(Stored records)
□ □ □

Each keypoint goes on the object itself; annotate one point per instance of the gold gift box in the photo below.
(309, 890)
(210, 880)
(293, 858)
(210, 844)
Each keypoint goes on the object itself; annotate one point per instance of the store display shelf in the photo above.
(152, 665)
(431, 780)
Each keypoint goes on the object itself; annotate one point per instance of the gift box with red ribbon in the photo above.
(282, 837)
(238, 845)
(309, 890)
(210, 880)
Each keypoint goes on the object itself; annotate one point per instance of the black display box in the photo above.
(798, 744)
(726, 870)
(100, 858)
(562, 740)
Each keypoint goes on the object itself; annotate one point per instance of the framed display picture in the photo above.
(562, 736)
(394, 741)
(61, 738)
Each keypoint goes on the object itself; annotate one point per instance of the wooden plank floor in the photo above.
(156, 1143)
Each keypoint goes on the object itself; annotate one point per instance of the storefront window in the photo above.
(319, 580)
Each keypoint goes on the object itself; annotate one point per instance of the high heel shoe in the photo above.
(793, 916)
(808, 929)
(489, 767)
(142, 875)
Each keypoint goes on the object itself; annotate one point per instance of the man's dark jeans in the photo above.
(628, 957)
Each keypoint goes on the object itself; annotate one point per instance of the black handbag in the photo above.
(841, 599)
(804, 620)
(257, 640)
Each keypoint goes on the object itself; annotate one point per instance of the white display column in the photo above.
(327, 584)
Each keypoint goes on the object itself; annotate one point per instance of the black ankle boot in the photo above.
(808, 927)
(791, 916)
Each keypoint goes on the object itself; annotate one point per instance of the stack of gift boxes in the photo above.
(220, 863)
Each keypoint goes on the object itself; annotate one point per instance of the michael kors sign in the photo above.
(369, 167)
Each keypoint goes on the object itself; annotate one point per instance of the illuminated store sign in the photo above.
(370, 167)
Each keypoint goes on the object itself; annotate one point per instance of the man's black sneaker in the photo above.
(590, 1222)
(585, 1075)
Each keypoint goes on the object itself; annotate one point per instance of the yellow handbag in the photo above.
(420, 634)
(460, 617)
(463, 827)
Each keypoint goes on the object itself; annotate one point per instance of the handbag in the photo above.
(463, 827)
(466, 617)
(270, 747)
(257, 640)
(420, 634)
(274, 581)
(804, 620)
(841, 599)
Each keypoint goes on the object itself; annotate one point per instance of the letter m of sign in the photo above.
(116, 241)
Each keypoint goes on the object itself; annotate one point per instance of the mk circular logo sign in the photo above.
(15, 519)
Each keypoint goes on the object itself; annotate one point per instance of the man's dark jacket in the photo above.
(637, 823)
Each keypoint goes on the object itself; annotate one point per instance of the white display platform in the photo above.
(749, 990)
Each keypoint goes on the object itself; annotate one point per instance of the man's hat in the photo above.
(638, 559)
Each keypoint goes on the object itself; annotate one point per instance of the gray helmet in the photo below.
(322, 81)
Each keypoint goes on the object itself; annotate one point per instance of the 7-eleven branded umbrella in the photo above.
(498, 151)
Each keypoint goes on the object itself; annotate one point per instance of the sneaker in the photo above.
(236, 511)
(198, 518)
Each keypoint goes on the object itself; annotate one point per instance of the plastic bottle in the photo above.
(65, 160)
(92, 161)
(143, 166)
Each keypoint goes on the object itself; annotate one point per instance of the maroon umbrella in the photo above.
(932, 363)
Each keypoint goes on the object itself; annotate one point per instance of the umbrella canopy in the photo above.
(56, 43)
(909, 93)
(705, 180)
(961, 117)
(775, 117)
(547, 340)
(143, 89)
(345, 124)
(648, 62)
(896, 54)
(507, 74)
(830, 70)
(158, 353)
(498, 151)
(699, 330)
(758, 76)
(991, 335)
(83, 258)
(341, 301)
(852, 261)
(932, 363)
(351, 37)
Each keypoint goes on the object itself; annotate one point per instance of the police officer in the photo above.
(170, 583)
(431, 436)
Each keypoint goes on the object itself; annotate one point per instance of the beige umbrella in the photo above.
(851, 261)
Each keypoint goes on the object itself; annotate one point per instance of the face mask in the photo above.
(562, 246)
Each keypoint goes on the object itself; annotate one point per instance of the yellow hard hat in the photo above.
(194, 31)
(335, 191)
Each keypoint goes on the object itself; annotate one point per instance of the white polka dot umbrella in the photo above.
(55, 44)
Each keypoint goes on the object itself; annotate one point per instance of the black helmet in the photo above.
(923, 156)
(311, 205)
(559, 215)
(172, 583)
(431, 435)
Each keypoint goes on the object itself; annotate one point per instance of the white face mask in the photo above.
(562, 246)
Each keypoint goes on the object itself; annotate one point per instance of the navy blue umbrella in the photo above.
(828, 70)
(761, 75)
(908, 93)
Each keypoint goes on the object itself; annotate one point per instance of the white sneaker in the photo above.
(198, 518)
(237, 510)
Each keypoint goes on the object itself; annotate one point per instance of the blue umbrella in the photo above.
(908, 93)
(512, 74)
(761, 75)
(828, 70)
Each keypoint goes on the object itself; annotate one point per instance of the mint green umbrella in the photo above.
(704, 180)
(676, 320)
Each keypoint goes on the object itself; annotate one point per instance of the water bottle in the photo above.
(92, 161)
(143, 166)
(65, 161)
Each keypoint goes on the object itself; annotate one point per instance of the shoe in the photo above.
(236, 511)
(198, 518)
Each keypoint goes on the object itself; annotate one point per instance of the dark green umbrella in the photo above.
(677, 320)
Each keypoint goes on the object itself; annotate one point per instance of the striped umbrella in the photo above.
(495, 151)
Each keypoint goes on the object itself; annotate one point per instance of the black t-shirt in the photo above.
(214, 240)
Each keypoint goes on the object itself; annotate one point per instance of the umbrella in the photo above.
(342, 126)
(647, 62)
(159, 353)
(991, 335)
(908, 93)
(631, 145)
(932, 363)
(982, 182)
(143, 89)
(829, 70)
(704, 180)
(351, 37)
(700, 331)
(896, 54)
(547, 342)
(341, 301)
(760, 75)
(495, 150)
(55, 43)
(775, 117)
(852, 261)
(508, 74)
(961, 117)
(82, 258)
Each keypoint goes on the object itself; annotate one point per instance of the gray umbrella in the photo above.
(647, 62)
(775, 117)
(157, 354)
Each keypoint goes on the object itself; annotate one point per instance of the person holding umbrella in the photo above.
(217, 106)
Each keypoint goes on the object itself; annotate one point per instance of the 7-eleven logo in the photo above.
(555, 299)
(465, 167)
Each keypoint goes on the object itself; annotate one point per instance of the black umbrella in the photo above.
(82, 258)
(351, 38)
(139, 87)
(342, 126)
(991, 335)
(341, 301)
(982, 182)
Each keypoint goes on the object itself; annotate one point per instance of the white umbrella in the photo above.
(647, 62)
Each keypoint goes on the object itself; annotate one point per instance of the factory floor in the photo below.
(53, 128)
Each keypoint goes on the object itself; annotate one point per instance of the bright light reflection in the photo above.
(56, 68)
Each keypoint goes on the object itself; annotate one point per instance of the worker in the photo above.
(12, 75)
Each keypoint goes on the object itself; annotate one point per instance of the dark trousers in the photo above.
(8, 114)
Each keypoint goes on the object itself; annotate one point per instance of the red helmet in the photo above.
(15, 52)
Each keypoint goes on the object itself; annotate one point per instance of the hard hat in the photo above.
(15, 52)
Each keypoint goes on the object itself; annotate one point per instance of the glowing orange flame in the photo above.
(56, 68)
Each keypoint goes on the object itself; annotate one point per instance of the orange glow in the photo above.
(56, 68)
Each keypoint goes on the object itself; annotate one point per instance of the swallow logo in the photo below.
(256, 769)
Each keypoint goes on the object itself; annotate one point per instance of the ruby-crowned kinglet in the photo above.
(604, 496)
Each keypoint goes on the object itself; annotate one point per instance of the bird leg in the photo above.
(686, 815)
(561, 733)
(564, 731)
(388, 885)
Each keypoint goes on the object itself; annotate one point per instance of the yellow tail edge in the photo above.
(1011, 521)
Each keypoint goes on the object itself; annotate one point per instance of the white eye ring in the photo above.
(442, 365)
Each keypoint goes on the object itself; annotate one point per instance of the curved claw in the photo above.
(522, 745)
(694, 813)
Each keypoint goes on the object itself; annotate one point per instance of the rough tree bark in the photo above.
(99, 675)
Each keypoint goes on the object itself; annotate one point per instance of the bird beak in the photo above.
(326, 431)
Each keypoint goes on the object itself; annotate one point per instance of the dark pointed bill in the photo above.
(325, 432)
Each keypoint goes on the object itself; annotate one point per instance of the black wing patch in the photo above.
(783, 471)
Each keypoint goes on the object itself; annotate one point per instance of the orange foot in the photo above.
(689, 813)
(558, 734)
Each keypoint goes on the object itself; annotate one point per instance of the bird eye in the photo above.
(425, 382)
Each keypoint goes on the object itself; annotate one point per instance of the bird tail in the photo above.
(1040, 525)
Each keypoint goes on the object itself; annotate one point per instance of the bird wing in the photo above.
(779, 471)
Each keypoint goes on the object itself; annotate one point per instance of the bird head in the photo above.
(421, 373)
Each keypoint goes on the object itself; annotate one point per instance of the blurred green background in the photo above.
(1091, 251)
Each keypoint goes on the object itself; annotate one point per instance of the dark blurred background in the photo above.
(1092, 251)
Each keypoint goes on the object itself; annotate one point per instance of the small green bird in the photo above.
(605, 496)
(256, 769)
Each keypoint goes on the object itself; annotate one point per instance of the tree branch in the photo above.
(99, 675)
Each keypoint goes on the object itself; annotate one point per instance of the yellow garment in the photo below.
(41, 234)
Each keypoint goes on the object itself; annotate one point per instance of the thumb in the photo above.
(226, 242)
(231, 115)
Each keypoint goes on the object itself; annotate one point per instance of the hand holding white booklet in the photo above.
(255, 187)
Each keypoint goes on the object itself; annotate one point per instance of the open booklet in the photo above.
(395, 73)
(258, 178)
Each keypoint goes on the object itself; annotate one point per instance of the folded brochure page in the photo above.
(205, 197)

□ □ □

_Your goal_
Put the stretch of entries from the one containing "tail in the photo above." through the end of the entries into a two-column CSV with the columns "text" and "answer". Give one row per entry, wrap each field in quotes, and turn any line breaks into spaces.

_Exercise output_
text,answer
"Each keypoint goes on the object itself; annotate one point per instance of the bird tail in the photo above.","(1040, 525)"
"Each keypoint goes on the object itself; annotate one point per instance of the bird wing in the photo above.","(779, 471)"
"Each keypoint goes on the object itself; annotate one point per instance of the bird head in the photo above.","(421, 373)"
"Each keypoint goes on the object itself; annotate one point per instance of the blurred green background in the photo above.","(1091, 251)"
"Each keypoint goes on the object itself; annotate one point per instance of the dark blurred background in the photo above.","(1092, 251)"
"Each keypoint goes on the object itself; annotate one point per instance of the small green bird in the photo above.","(605, 496) (256, 769)"
"Each keypoint goes on the object itself; annotate one point per instance of the tree branch in the photo above.","(99, 675)"
"Each keypoint goes on the object itself; annotate one point per instance of the yellow garment in the photo below.","(41, 234)"
"Each keypoint goes on the object itself; annotate one point per instance of the thumb in the photo above.","(226, 242) (231, 115)"
"Each keypoint goes on the object itself; annotate one point per instance of the hand holding white booklet in the photo above.","(255, 187)"
"Each keypoint goes on the object itself; annotate one point per instance of the open booklet in the photo above.","(395, 73) (258, 178)"
"Each keypoint goes on the object itself; annotate one point per instance of the folded brochure page in the photo above.","(205, 197)"